**Exercise requirements**.
Write out each line of the material again, word for word.
**** Input for this task ****
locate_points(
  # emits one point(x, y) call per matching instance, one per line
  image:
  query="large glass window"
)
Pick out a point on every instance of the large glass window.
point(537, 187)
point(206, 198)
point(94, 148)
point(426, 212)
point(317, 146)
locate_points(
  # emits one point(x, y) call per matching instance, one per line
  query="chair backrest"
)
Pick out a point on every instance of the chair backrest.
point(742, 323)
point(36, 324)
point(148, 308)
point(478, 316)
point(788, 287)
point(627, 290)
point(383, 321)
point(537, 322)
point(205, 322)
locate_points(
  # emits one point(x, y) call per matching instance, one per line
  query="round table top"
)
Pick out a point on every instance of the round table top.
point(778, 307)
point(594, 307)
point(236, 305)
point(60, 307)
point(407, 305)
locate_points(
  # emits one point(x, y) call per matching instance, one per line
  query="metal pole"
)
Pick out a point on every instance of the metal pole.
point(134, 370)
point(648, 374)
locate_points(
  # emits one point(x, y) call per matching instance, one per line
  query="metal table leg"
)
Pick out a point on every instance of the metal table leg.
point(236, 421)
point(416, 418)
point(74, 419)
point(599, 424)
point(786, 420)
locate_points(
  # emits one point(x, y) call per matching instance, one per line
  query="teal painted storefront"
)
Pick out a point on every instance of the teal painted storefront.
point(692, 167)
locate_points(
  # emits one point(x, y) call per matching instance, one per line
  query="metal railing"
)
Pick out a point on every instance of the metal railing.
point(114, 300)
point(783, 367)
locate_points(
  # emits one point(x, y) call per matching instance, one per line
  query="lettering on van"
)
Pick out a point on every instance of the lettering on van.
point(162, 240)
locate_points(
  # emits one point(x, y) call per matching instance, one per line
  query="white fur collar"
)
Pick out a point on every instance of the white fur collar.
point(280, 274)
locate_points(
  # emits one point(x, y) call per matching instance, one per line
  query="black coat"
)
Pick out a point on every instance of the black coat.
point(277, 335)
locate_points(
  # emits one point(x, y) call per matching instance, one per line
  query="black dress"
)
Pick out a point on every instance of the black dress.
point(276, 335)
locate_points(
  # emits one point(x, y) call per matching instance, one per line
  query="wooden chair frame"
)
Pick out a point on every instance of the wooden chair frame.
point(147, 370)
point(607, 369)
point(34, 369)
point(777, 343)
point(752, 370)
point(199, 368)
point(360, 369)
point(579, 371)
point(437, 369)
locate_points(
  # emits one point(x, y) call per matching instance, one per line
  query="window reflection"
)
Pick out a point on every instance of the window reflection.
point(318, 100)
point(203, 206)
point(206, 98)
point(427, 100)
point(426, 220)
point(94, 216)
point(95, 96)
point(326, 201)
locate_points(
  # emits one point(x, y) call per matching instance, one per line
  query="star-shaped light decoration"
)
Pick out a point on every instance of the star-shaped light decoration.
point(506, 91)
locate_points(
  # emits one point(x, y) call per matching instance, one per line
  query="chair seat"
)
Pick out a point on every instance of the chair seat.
****
**Final answer**.
locate_points(
  # emits one point(x, y) call per matching instance, one per line
  image:
  query="large glass window"
)
Pick out a point on every instance of the large glass window.
point(537, 187)
point(206, 198)
point(94, 148)
point(426, 212)
point(317, 146)
locate_points(
  # emits one point(x, y) call per matching instance, one per line
  query="chair backrest"
)
Pick out a point on every instance of the chair backrest.
point(742, 323)
point(36, 324)
point(148, 308)
point(478, 316)
point(788, 287)
point(627, 290)
point(383, 321)
point(537, 322)
point(205, 322)
locate_points(
  # emits one point(x, y) call per matching instance, one per line
  query="round table top"
)
Pick out a point on every instance of the round table top.
point(778, 307)
point(594, 307)
point(236, 305)
point(60, 307)
point(407, 305)
locate_points(
  # emits one point(x, y) call per matching instance, one per line
  query="metal pole"
)
Pick out a point on every instance of the metal pole.
point(134, 370)
point(648, 374)
locate_points(
  # emits one point(x, y) call per matching instance, one per line
  query="metal table leg"
)
Pick out a point on every instance of the metal table leg.
point(236, 421)
point(416, 418)
point(74, 419)
point(599, 424)
point(786, 420)
locate_points(
  # emits one point(x, y) call per matching instance, one per line
  query="teal painted storefront"
)
Pick out a point on every instance of the teal painted storefront.
point(692, 167)
locate_points(
  # emits one point(x, y) call per matching instance, one per line
  query="metal railing"
)
Pick out a point on every instance of the metal railing.
point(114, 300)
point(783, 367)
locate_points(
  # emits one point(x, y) call per matching instance, one per line
  query="lettering on van"
)
Pick out a point on every instance of the lettering on van.
point(162, 240)
locate_points(
  # emits one point(x, y) call per matching instance, one per line
  query="white fur collar"
)
Pick out a point on every instance of the white fur collar.
point(280, 274)
locate_points(
  # emits one point(x, y) call per matching instance, one per line
  query="black coat"
)
Pick out a point on every instance of the black coat.
point(277, 335)
locate_points(
  # emits one point(x, y) call per matching instance, one per line
  query="black dress"
)
Pick out a point on every instance of the black dress.
point(276, 335)
locate_points(
  # emits one point(x, y) call per matching instance, one per line
  query="wooden chair frame"
)
Pick out a point on every instance of the wooden chair frame.
point(147, 370)
point(607, 369)
point(34, 369)
point(777, 343)
point(752, 370)
point(199, 368)
point(360, 369)
point(579, 371)
point(437, 369)
locate_points(
  # emits one point(x, y) call per matching instance, one per line
  query="window reflection"
)
Pick out a point on every instance of the window reflection.
point(318, 100)
point(203, 206)
point(206, 98)
point(427, 100)
point(426, 220)
point(94, 216)
point(95, 96)
point(326, 201)
locate_points(
  # emits one point(x, y) call per matching instance, one per line
  query="star-shaped light decoration"
)
Pick out a point on every instance of the star-shaped light decoration.
point(506, 91)
locate_points(
  # emits one point(x, y) call per matching instance, one per line
  query="chair seat"
)
Pick out a point on every instance of the chair seat.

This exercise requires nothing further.